## Problems to work on
• a. Can you sum up the hospital teddy bear passage in two sentences?
• b. Could you pick up the hospital teddy bear passage after its last sentence and carry it forward?

## Provided passage
^^^^^^^^^^^^^^^^

There he was. So adorable, so soft, so cuddly. Smelling of vanilla and chocolate. And, the little brown bear was ½ price as it sat on the Valentine discount shelf in the Hospital gift store.
What’s that? Did he just say, “Buy me.” I never bought a stuffed animal before but I was compelled to do so now.
Traveling up the hospital elevator I tried stuffing him into my big purse but his feet stuck out.
When I reached the 4th floor I got off the elevator, turned to my right, walked down the hall and came to room 409.
There she was, my dear 34-year-old patient. She was fighting for every breath even while on high flow oxygen. She couldn’t keep her head up as she was lying in her bed at a 90-degree angle to help her breathe better.
I visited Jennifer every month for the last two years. Now she was leaving me.
I pulled the bear out of my bag and positioned it between her head and neck. The bear nestled. “Chocolate” she sighed. She loved chocolate but had not eaten any for months because of her sensitive digestion. In fact, she was no longer eating at all.

^^^^^^^^^^^^^^^^

Referring expression data
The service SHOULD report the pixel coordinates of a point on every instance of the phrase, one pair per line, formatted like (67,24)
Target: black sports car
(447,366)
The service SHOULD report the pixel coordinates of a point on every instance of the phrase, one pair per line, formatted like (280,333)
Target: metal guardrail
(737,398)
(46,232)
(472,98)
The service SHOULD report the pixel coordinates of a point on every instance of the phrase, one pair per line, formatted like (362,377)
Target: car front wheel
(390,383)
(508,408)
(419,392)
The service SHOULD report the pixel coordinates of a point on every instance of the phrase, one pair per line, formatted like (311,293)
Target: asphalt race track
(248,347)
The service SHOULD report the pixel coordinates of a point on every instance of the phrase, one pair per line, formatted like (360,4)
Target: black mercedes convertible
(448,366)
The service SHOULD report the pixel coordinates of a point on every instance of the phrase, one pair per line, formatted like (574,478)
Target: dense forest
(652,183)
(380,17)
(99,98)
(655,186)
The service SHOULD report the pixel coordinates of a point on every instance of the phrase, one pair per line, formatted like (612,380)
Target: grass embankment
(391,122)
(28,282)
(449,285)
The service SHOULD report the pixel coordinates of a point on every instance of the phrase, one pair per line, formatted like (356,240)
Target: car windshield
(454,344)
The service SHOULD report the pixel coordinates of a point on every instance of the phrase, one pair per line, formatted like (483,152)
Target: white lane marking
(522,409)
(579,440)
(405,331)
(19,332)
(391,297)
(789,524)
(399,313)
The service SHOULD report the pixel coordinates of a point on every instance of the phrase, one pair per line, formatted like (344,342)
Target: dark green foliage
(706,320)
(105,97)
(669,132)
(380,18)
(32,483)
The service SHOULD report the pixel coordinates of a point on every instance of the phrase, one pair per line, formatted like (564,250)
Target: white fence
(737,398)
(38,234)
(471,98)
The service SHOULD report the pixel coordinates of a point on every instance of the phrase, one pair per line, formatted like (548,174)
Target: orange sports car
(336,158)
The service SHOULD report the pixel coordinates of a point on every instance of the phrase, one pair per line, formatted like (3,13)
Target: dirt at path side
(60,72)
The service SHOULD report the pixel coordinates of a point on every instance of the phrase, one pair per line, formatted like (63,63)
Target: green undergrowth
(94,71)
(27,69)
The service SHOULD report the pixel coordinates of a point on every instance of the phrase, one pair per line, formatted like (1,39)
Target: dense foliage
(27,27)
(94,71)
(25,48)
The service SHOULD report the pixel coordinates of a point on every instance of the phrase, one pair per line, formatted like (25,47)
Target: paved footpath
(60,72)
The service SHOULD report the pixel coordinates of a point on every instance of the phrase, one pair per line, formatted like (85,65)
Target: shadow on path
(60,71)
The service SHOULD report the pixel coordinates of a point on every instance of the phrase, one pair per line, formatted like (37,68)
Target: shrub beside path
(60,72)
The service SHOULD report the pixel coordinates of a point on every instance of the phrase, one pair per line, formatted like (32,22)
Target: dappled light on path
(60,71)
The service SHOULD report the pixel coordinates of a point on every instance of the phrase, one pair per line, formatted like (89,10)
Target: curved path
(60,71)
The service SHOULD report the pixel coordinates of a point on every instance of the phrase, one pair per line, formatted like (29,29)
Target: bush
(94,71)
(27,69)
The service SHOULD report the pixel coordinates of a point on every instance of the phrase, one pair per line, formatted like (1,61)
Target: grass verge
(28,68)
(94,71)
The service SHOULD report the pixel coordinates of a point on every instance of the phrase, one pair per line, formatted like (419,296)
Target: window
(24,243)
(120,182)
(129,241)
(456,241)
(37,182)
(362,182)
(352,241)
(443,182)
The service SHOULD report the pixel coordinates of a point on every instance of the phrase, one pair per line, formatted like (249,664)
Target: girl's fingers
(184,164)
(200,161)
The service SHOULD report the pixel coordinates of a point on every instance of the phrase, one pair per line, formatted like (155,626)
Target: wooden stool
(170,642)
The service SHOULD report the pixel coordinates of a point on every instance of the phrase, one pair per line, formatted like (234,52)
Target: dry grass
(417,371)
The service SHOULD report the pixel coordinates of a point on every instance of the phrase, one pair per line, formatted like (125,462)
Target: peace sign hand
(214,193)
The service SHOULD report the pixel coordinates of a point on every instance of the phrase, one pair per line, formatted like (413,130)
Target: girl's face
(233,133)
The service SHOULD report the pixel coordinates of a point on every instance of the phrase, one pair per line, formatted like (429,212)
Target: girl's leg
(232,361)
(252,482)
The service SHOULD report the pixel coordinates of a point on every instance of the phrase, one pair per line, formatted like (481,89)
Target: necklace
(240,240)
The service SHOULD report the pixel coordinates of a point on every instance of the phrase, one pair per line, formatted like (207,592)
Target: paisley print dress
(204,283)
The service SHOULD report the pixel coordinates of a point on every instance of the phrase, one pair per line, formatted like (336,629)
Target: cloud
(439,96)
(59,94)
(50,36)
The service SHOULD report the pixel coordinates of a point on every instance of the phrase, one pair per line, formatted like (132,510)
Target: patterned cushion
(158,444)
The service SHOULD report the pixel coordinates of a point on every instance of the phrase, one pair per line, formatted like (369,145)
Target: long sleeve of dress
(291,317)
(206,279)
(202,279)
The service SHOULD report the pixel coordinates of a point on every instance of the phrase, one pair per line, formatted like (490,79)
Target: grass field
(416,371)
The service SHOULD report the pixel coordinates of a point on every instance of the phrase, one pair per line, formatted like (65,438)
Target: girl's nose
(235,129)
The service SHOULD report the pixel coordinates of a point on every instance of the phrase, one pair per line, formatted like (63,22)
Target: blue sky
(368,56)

^^^^^^^^^^^^^^^^

## Responses by item number
• a. In a hospital gift store, the narrator buys a half-price little brown bear from the Valentine discount shelf, despite never having bought a stuffed animal before. The narrator brings it to room 409 and places it between the head and neck of Jennifer, a 34-year-old patient who is fighting for every breath and no longer eating, and she sighs, "Chocolate."

• b.
I sat holding Jennifer’s hand as she lay with her eyes closed while the bear supported her head. It was a strange triad, me supporting Jennifer by holding her hand, the bear supporting Jennifer’s head and the bear providing relief to us both.
Jennifer passed away later that night with her bear under her chin.
It was Jennifer’s bear, my first, her last.
I’ve learned through my many years of being with the dying to not judge or second-guess my intuition – that gentle voice that tells me to do things that otherwise I would not do. Like making that call on a Saturday or Sunday, or calling a family member that has not spoken to the dying patient in years, or, buying a stuffed bear that smelled of chocolate.
We never know if our action or gift will make all the difference to those we care for. In my experience, it probably will.